Set task 1:
Answer these questions from the COSMA job queue guide:
(a) Outside the *-princes family of queues, what is the longest a job may run?
(b) In which directory can example submission scripts be found?
(c) What does the command "sinfo -s" show?
Set task 2: Pick up the COSMA job queue guide where it stops and continue it.

Passage to read:
----

Skip to main content

COSMA has a set of integrated batch queues that are managed by Slurm Workload Manager (slurm(1)) job scheduler. Jobs are ran by the scheduler after submission to the appropriate queue. Which queue to submit your jobs to depends on the projects you are working on, if in doubt about this ask your project lead, supervisor, co-workers or email cosma-support@durham.ac.uk.

Common commands:

  • sbatch my_scriptc.sh: submits my_scripts.sh to the queue. Job configuration can be done by command-line flags (see section OPTIONS of sbatch(1)) or section INPUT ENVIRONMENT VARIABLES of sbatch(1)).
  • scancel 12345678: cancels job number 12345678
  • squeue -u $USER: displays currently running jobs submitted by $USER
  • squeue -p $QUEUE: displays jobs currently running in $QUEUE
  • sinfo -s: displays summary of queues
  • srun: start a terminal on a single node
  • salloc: starts a new environment which can be used to launch mpi jobs
  • c6utilisation: Shows utilisation of cosma6 (for example)
  • showq [-q cosma7] [-f] [-h]: displays additional information about queues
  • sshare: show the share/priorities of the queue

Example submission script examples can be found in the /cosma/home/sample-user directory.

Read more:

Jobs, except for those in the *-princes family of queues are limited to a maximum runtime of 72 hours. If your job will take significantly less than this, then it is recommended to insert the expected runtime, as this may enable the job to be scheduled earlier.

Some hints and tips for using SLURM can be found here

X11 forwarding for debugging

If is possible to forward a display for debugging and profiling purposes (e.g. to use a graphical profiler). For example:

srun -p cosma7 -A dp004 -t 0:02:00 --x11 --pty /bin/bash

Once you get a prompt on the node you run standard X11 applications.

Direct compute node access

For direct compute access, you can use srun, e.g.:

srun -p cosma7 -A dpXXX -n 1 -t 1:00:00 --pty /bin/bash

Performance co-pilot will also allow you to analyse running jobs.

Should you need direct ssh access to a node running your jobs, this may be possible - please contact cosma-support.

Example scripts

Straight forward example: Large job over many nodes.

#!/bin/bash -l

#SBATCH --ntasks 512 # The number of cores you need...
#SBATCH -J job_name #Give it something meaningful.
#SBATCH -o standard_output_file.%J.out
#SBATCH -e standard_error_file.%J.err
#SBATCH -p cosma7 #or some other partition, e.g. cosma, cosma6, etc.
#SBATCH -A project #e.g. dp004
#SBATCH --exclusive
#SBATCH -t 72:00:00
#SBATCH --mail-type=END # notifications for job done &
fail
#SBATCH --mail-user=<email address> #PLEASE PUT YOUR EMAIL ADDRESS HERE (without the <>)

module purge
#load the modules used to build your program.

----

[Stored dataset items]
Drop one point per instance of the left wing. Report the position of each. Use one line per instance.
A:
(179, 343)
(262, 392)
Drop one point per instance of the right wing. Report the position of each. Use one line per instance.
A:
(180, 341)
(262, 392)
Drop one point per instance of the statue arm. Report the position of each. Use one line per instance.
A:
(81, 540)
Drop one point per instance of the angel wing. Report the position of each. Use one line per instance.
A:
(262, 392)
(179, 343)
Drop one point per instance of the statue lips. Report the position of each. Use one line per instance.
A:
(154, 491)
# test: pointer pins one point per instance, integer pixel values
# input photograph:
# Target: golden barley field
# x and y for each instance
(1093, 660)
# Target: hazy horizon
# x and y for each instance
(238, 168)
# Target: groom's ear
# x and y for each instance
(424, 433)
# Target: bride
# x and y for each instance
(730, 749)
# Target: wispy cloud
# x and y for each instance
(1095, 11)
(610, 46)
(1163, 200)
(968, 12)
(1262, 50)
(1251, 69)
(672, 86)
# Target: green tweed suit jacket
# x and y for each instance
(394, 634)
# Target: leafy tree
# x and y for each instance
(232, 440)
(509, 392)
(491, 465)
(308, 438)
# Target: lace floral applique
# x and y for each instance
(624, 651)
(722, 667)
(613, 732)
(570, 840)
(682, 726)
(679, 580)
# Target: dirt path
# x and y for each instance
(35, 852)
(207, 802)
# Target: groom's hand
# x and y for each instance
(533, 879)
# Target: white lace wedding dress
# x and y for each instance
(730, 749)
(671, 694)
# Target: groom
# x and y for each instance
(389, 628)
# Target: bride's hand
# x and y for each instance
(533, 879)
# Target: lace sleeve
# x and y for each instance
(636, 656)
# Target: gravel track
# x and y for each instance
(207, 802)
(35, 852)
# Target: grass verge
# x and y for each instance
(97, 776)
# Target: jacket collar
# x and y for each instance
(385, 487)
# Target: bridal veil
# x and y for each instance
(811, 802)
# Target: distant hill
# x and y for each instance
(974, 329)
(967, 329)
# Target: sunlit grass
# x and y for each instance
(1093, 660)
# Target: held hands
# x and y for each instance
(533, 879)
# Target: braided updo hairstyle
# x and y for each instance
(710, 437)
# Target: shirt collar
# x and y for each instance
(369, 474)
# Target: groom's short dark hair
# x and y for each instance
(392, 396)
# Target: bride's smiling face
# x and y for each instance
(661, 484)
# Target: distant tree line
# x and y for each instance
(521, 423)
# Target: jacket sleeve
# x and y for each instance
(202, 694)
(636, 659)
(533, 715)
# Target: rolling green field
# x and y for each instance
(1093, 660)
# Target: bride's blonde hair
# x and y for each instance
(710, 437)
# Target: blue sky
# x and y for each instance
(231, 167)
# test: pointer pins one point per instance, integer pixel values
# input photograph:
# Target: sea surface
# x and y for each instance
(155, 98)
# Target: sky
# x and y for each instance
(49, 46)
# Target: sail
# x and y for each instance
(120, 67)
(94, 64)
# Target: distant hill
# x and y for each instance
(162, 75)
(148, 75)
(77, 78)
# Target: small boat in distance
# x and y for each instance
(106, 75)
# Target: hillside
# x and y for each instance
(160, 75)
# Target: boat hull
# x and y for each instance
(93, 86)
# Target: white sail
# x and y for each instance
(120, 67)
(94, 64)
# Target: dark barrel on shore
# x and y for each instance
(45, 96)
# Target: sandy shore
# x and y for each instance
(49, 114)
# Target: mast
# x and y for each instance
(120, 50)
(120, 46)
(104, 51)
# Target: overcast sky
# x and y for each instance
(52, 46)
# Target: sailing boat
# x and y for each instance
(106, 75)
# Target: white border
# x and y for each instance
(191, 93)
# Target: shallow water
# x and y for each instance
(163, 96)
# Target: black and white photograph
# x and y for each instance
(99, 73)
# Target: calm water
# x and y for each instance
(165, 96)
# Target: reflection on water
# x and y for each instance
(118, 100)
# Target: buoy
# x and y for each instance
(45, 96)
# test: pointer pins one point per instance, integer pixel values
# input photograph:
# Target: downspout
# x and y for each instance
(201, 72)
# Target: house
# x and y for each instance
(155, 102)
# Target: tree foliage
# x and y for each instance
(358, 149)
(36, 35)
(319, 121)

----

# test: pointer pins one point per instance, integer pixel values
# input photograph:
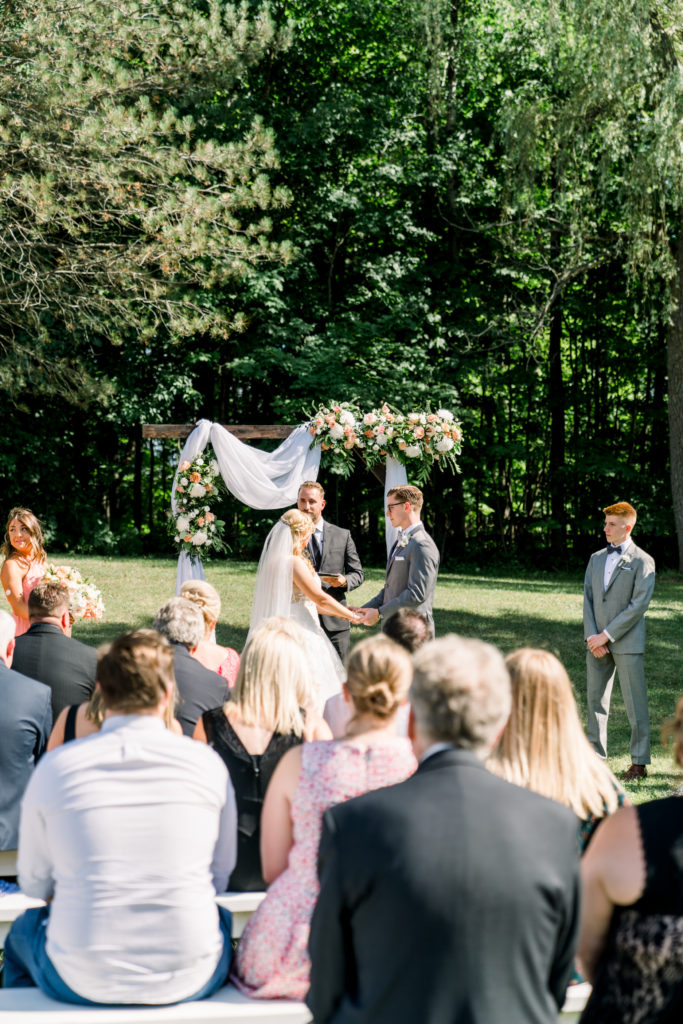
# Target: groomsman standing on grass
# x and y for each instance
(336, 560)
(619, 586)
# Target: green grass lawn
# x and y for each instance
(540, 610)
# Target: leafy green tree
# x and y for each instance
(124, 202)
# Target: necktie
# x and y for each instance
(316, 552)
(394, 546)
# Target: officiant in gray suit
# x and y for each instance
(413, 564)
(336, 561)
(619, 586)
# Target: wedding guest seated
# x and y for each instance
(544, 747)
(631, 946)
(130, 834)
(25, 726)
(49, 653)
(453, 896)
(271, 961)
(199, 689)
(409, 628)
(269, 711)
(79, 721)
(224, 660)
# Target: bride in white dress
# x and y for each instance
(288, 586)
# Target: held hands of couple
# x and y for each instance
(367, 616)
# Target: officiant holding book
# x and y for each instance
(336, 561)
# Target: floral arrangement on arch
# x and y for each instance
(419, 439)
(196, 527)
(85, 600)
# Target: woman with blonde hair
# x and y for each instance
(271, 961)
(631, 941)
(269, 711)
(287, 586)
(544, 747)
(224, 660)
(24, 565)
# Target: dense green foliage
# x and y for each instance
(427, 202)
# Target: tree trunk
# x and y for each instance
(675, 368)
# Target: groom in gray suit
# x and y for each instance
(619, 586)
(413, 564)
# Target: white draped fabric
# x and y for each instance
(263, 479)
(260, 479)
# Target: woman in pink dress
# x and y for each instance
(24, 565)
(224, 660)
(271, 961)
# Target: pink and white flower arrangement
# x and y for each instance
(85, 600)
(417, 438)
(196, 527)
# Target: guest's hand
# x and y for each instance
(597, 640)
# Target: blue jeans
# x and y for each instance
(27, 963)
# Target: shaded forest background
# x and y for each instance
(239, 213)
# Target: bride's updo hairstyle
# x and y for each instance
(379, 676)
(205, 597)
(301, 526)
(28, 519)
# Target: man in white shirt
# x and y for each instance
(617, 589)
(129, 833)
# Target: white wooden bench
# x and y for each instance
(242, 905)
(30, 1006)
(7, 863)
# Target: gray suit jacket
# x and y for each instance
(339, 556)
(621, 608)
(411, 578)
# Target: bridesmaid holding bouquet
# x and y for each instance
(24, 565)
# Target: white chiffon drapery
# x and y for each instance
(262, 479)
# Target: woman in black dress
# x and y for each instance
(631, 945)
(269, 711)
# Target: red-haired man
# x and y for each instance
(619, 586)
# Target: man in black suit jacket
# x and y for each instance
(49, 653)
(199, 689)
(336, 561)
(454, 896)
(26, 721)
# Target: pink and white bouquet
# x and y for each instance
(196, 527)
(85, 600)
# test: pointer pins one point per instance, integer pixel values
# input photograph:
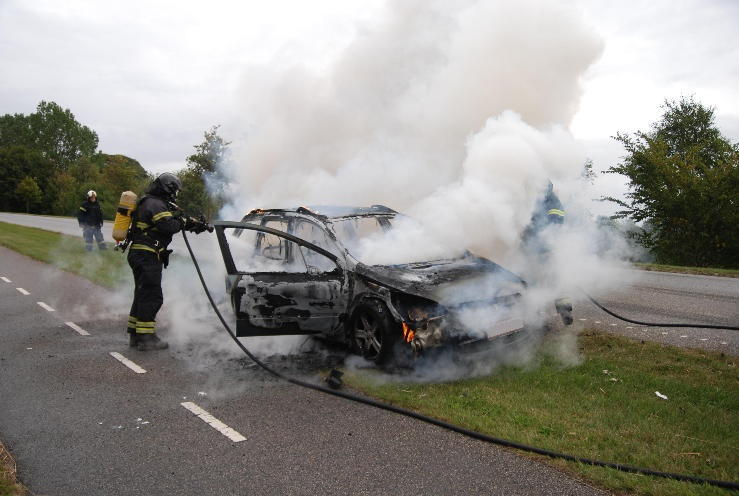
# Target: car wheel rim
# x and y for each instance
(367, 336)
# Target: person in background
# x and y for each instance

----

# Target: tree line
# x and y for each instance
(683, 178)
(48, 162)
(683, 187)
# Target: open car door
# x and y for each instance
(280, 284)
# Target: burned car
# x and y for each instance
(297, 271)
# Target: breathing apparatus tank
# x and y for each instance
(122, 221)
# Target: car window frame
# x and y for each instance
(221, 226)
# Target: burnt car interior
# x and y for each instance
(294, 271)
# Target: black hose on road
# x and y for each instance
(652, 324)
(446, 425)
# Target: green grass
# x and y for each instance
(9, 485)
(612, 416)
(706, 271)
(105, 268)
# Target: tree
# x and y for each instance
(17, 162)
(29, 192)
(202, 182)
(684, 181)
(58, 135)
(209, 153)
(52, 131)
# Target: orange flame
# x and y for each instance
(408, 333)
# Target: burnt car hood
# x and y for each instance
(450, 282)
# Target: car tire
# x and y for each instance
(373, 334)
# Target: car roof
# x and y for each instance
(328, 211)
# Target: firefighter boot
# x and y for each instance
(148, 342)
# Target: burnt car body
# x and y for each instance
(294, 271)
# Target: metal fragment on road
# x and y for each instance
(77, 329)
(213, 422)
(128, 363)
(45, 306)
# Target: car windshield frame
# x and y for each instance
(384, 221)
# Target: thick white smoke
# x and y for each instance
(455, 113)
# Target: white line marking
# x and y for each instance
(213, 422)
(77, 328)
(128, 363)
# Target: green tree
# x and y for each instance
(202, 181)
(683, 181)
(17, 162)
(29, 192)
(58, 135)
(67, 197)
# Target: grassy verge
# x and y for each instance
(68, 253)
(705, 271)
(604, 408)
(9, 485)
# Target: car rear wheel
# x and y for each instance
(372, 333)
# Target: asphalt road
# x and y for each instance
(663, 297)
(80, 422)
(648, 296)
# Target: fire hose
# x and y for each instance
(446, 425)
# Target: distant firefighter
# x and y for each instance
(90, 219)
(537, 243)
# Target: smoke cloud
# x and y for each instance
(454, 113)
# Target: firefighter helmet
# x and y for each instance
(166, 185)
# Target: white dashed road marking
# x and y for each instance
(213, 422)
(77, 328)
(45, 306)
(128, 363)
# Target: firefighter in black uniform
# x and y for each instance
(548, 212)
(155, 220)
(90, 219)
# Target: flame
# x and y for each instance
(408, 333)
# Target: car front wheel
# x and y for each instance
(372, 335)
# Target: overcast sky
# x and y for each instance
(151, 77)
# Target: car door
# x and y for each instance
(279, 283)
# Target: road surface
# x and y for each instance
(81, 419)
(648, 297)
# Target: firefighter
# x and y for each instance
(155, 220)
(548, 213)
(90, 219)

----

Written reply 1:
(a) 72 hours.
(b) /cosma/home/sample-user
(c) A summary of the queues.

Written reply 2:
module load intel_comp
module load intel_mpi
module load hdf5


# Run the program
mpirun -np $SLURM_NTASKS your_program your_inputs


To submit many similar jobs simultaneously (using a whole number of nodes), use an array

#!/bin/bash -l

#SBATCH --ntasks 512
#SBATCH -J job_name
#SBATCH --array=1-28 #Run 28 copies of the code
#SBATCH -o standard_output_file.%A.%a.out
#SBATCH -e standard_error_file.%A.%a.err
#SBATCH -p cosma7
#SBATCH -A project
#SBATCH --exclusive
#SBATCH -t 72:00:00
#SBATCH --mail-type=END # notifications for job done &
fail
#SBATCH --mail-user=<email address>

module purge
#load the modules used to build your program.
module load intel_comp
module load intel_mpi
module load hdf5

# Run the program, note $SLURM_ARRAY_TASK_ID is set to the array number.

mpirun -np $SLURM_NTASKS your_program your_inputs $SLURM_ARRAY_TASK_ID


To submit many single core jobs on a single node:

See the example in /cosma/home/sample-user/parallel_tasks/

(copy this to your own directory, compile the c code ("make"), and edit the slurm_batch.sh file.

To submit to many nodes with 2 jobs per node (which can then make use of the additional cores using threading/OPENMP)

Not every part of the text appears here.